仮想通貨の取引所「コインチェック」から、およそ580億円分の仮想通貨NEMが流出した問題で、NEM流出量は、コインチェックが発表していた額より多かったことがインターネット上の記録で判明しました。日本円換算で、被害額は3億円以上膨らむ計算とのことです。
コインチェックが顧客から預かっていたNEMは、1月26日未明から朝にかけて、1つのアドレスに流出し、その日の間に、別の9つのアドレスに分けて移動されました。さらにその後30日夜、およそ30分間にあわせて11回にわたって移動されました。これで分散先は合計20アドレスとなり、「資金を分散させることで、監視しにくくして攪乱する狙いがある」と見られています。
取引所のコインチェックを巡っては、他の仮想通貨や日本円も引き出せなくなっており、現在も出金再開の目処は立っていません。このため、顧客らは早期の出金や返金を求める被害者団体の結成を進めているとのことです。当初の参加者は数十人の見通しですが、顧客は全国で数十万人以上いると見られ、規模が広がる可能性もあります。
══════════
作業指示:
A. 抜粋文の「仮想通貨の取引所「コインチェ」から「模が広がる可能性もあります。」までを、一字も変えずに書き写してください。
B. 下の行のうち、「chimney」という文字列を含む行をすべて書き出してください。

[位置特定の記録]
══════════
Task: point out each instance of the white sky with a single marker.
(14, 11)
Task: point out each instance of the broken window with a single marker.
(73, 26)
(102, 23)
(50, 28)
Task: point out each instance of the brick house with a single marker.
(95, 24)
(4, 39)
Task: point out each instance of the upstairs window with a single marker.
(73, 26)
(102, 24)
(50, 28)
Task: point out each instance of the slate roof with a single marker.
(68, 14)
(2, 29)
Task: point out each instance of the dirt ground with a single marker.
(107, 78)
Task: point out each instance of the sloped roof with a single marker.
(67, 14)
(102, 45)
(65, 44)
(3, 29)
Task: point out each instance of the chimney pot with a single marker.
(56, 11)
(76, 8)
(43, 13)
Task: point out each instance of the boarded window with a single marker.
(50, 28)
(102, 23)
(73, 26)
══════════
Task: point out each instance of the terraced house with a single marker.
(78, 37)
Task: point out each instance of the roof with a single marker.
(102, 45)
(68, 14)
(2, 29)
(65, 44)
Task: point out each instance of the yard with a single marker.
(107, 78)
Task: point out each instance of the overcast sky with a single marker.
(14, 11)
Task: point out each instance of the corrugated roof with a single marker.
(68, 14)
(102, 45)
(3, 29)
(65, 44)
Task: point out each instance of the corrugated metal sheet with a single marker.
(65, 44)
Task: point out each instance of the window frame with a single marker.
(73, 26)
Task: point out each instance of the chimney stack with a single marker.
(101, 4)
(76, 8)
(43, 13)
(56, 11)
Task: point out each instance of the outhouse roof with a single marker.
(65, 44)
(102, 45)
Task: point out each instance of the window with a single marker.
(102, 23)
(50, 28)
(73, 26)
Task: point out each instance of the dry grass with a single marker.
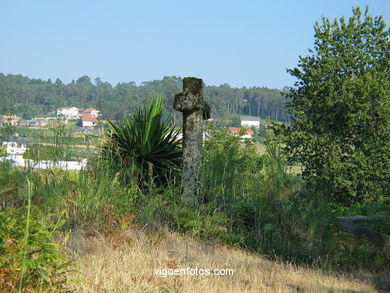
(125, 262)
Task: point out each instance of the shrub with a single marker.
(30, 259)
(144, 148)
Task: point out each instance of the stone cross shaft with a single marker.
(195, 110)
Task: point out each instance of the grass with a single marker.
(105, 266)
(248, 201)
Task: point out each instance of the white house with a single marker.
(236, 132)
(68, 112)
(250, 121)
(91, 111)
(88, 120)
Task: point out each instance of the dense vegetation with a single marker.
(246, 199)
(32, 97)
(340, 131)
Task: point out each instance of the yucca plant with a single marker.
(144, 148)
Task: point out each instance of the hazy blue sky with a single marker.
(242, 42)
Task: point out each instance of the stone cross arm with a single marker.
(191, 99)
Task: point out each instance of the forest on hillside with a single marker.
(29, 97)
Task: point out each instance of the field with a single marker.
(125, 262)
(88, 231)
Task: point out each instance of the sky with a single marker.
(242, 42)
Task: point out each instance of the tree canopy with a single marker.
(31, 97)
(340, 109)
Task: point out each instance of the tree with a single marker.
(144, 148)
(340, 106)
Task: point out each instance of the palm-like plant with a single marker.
══════════
各問の解答:
A.
仮想通貨の取引所「コインチェック」から、およそ580億円分の仮想通貨NEMが流出した問題で、NEM流出量は、コインチェックが発表していた額より多かったことがインターネット上の記録で判明しました。日本円換算で、被害額は3億円以上膨らむ計算とのことです。
コインチェックが顧客から預かっていたNEMは、1月26日未明から朝にかけて、1つのアドレスに流出し、その日の間に、別の9つのアドレスに分けて移動されました。さらにその後30日夜、およそ30分間にあわせて11回にわたって移動されました。これで分散先は合計20アドレスとなり、「資金を分散させることで、監視しにくくして攪乱する狙いがある」と見られています。
取引所のコインチェックを巡っては、他の仮想通貨や日本円も引き出せなくなっており、現在も出金再開の目処は立っていません。このため、顧客らは早期の出金や返金を求める被害者団体の結成を進めているとのことです。当初の参加者は数十人の見通しですが、顧客は全国で数十万人以上いると見られ、規模が広がる可能性もあります。

B.
Task: point out each instance of the chimney pot with a single marker.
Task: point out each instance of the chimney stack with a single marker.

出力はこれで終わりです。